PROBLEM STATEMENT |
Nothing but the lines from the one that contains "Expected: one point per instance of the white bed, each" through the end of the listing should appear, set down exactly.

PROVIDED INFORMATION |
## Begin
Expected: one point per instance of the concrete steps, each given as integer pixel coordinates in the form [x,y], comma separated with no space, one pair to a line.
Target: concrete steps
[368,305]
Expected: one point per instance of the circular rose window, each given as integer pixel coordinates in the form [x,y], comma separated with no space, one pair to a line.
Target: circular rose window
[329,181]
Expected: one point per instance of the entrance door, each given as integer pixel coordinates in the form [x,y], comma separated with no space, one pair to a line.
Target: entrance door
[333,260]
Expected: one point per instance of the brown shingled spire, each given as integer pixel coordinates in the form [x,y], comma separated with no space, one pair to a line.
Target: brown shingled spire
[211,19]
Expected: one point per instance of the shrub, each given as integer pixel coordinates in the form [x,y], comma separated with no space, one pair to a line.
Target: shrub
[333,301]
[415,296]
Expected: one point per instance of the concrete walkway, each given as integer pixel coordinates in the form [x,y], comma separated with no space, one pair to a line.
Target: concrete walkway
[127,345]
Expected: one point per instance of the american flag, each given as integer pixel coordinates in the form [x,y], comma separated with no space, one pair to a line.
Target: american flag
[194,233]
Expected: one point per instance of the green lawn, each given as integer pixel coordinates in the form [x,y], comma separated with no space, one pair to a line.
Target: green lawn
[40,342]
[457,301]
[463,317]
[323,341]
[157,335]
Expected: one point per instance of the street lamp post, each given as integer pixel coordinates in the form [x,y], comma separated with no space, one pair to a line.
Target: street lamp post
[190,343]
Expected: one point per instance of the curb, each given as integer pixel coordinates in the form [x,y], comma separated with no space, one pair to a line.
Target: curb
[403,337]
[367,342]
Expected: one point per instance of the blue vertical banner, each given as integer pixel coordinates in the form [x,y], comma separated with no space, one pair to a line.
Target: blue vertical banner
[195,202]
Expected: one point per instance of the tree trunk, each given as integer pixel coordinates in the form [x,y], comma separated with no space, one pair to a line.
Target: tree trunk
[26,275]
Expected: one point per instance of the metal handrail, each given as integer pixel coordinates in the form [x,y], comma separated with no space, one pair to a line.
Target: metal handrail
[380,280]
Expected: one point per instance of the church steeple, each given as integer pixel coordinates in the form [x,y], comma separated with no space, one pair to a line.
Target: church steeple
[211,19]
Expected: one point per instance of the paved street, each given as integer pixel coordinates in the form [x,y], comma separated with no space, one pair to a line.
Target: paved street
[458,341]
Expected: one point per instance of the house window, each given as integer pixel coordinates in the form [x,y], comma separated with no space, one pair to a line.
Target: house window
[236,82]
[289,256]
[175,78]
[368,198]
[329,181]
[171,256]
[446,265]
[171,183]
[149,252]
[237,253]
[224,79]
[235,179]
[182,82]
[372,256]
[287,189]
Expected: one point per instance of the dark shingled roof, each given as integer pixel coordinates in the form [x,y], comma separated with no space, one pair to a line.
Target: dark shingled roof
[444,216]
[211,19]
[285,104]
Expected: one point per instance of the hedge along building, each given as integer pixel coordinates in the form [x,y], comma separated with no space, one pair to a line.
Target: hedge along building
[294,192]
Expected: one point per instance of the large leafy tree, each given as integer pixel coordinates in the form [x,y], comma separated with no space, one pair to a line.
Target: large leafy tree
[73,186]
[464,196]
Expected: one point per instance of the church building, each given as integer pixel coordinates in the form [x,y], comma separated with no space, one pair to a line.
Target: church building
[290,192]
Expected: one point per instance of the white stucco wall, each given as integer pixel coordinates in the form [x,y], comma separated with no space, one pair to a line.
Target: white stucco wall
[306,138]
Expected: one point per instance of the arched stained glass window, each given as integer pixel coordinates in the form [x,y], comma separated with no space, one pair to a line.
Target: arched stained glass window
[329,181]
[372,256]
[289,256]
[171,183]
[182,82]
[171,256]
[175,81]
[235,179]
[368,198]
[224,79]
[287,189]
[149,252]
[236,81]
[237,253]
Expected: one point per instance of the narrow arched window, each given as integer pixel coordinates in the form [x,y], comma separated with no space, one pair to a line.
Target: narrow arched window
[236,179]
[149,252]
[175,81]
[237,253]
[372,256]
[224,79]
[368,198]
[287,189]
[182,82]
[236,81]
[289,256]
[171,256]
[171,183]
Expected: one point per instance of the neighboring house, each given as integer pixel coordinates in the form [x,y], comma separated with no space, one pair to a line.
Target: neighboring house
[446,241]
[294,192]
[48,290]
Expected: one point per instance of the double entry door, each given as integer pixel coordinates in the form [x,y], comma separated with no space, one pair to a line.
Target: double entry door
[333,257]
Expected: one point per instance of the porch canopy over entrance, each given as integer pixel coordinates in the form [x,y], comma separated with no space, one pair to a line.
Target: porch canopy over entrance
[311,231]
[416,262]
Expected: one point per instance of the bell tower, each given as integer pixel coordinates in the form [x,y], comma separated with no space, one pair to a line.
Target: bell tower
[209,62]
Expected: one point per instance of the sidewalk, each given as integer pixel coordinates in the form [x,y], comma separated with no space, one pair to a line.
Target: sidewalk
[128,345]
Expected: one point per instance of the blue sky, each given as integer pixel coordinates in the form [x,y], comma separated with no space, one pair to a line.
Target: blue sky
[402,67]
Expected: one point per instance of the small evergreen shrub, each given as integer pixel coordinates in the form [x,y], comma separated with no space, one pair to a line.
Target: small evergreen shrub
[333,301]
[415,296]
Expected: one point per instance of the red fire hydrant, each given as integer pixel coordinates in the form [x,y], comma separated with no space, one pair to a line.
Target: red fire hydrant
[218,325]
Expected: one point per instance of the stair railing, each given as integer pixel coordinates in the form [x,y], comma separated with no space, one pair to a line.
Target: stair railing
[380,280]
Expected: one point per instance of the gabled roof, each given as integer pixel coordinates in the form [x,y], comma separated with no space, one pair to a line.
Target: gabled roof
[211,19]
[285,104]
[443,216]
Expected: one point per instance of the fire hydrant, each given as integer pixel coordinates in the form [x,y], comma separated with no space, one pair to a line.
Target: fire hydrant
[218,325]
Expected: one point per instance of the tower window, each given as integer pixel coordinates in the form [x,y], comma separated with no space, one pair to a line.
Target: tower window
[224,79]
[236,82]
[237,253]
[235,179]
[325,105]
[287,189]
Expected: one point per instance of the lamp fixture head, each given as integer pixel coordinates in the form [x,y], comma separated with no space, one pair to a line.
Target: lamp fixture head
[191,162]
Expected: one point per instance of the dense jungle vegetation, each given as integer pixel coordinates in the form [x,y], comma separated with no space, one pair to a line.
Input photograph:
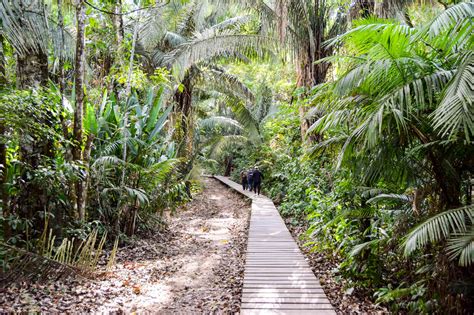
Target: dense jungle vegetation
[359,113]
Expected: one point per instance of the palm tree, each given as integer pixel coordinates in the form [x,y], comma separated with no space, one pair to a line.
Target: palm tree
[405,99]
[304,26]
[199,35]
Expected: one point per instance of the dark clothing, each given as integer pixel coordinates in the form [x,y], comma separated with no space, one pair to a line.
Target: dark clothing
[256,187]
[243,179]
[250,180]
[257,176]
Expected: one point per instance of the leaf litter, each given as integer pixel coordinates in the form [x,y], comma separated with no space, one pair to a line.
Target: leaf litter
[196,265]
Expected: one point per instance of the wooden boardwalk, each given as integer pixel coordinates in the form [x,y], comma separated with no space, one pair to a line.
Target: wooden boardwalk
[277,278]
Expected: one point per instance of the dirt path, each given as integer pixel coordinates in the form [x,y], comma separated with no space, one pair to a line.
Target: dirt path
[195,267]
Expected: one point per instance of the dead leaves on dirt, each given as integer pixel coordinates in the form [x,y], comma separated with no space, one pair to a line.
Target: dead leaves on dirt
[195,265]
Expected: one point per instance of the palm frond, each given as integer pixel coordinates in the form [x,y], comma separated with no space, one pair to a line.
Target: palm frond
[448,18]
[462,246]
[210,45]
[455,113]
[390,197]
[221,121]
[439,227]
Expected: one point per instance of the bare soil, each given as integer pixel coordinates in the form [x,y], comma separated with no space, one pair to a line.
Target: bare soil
[195,266]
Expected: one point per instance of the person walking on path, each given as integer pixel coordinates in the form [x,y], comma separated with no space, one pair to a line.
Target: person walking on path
[243,179]
[257,180]
[250,179]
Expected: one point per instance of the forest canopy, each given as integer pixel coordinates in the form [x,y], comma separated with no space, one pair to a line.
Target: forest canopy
[359,113]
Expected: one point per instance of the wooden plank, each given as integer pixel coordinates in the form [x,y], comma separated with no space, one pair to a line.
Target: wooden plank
[277,276]
[282,290]
[287,300]
[287,306]
[286,312]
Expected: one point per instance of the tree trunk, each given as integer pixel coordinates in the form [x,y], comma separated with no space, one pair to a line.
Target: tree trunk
[32,70]
[79,111]
[3,153]
[310,74]
[3,72]
[184,110]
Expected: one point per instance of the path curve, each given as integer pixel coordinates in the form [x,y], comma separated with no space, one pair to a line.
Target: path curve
[277,279]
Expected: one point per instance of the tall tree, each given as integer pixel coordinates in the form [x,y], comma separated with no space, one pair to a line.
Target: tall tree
[304,25]
[79,75]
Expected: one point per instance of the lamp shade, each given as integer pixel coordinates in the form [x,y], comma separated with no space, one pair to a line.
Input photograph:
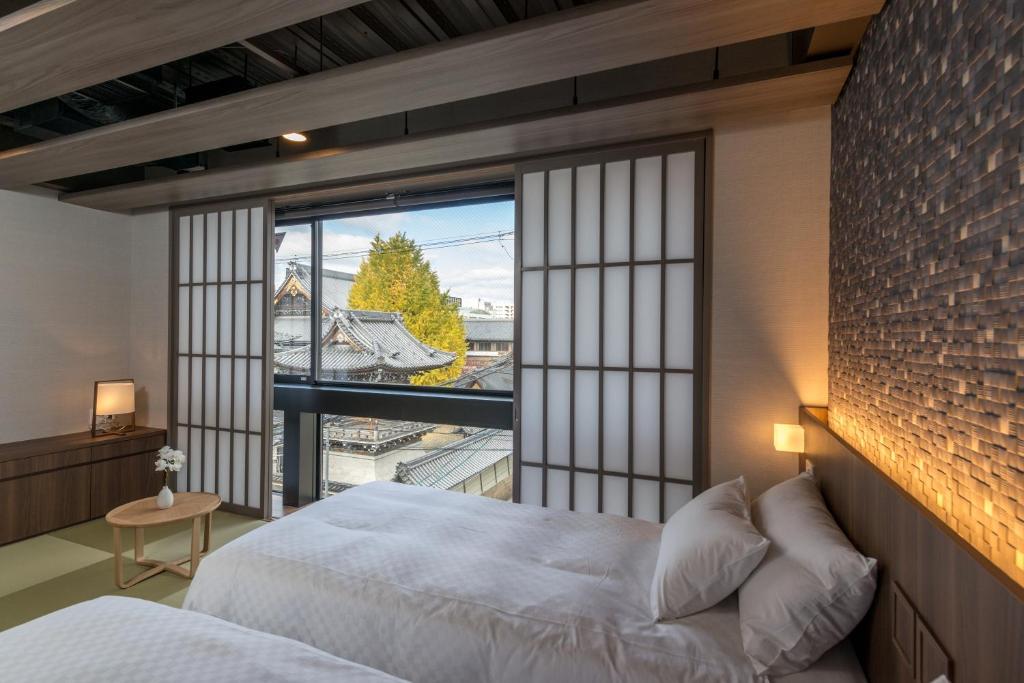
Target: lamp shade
[790,438]
[115,397]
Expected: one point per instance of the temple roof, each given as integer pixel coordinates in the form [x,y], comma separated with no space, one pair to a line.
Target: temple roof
[488,329]
[361,341]
[453,464]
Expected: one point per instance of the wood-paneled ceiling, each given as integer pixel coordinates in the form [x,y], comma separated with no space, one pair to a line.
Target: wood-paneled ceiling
[207,96]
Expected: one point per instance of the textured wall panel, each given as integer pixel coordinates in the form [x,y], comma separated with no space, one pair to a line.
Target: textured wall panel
[927,263]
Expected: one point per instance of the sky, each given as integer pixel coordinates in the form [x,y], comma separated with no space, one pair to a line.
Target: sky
[481,269]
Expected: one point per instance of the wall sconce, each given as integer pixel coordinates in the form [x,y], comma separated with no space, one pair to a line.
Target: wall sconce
[790,438]
[113,407]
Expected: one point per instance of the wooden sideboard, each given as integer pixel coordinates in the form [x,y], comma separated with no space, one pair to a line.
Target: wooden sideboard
[48,483]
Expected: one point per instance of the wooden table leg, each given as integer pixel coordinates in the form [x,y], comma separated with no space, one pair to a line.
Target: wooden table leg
[119,570]
[194,557]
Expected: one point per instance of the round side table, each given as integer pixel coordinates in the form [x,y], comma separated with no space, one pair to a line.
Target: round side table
[140,514]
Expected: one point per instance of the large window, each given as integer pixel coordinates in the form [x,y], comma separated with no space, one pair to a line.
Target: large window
[418,302]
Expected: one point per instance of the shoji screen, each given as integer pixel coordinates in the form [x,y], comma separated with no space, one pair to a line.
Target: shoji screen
[609,379]
[221,377]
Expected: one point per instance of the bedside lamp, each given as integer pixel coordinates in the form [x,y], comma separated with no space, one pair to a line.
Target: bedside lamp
[113,399]
[790,438]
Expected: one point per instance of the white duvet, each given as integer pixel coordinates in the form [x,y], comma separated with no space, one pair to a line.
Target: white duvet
[437,586]
[114,639]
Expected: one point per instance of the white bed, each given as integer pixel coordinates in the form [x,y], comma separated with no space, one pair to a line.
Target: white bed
[437,586]
[115,639]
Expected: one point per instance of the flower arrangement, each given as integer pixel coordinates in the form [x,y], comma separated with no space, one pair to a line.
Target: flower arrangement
[169,460]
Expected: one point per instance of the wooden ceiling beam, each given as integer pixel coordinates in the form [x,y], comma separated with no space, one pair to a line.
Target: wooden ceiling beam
[54,47]
[677,112]
[591,38]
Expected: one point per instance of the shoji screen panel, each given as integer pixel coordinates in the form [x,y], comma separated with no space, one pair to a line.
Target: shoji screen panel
[609,325]
[220,372]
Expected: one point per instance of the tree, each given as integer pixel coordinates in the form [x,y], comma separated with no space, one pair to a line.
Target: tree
[396,278]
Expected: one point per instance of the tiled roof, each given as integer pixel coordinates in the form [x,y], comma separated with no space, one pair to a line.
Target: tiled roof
[453,464]
[496,377]
[360,341]
[336,284]
[488,330]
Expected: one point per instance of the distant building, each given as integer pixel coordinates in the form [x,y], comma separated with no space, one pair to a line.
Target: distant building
[486,340]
## End
EXERCISE RESULT |
Expected: one point per instance of the white bed, each given as integer pixel coordinates in the form [x,y], comma separated with no space, one pair to a line.
Target: white bed
[437,586]
[115,639]
Expected: one point per instance of the flower arrangement, each given as integer pixel coordinates in the form [x,y], comma separated with no space, one pair to a line.
Target: flower arrangement
[169,460]
Expected: one point per instance of the wooden ceiling beam, each given as integer pixel coordinates in the form [x,y], comma separated with no space, one pair to a line.
Target: wooden ceiling beam
[54,47]
[677,112]
[591,38]
Expected: one point per instance of the shoji screen panel, each given as integer pixel coordinates in the form [x,y], comma separated with no space, one pair to a line.
Target: shoji screen panel
[609,325]
[220,372]
Expected: one point per instance of the tree, each given as integer pixel coordinates in the form [x,y], comma separated with no space, one pair to a line.
Target: tree
[396,278]
Expected: one point per instance of the tiled roof, each given as integer pixel coordinates in the form [x,y], comma separated with no space, one pair to a line.
Target: tiled roof
[453,464]
[496,377]
[360,341]
[336,284]
[488,330]
Expected: one point per instance of the distant building, each given as integer pixel coordinates in the form [x,y], comma separated with no space, one pair to a line.
Target: distant building
[486,340]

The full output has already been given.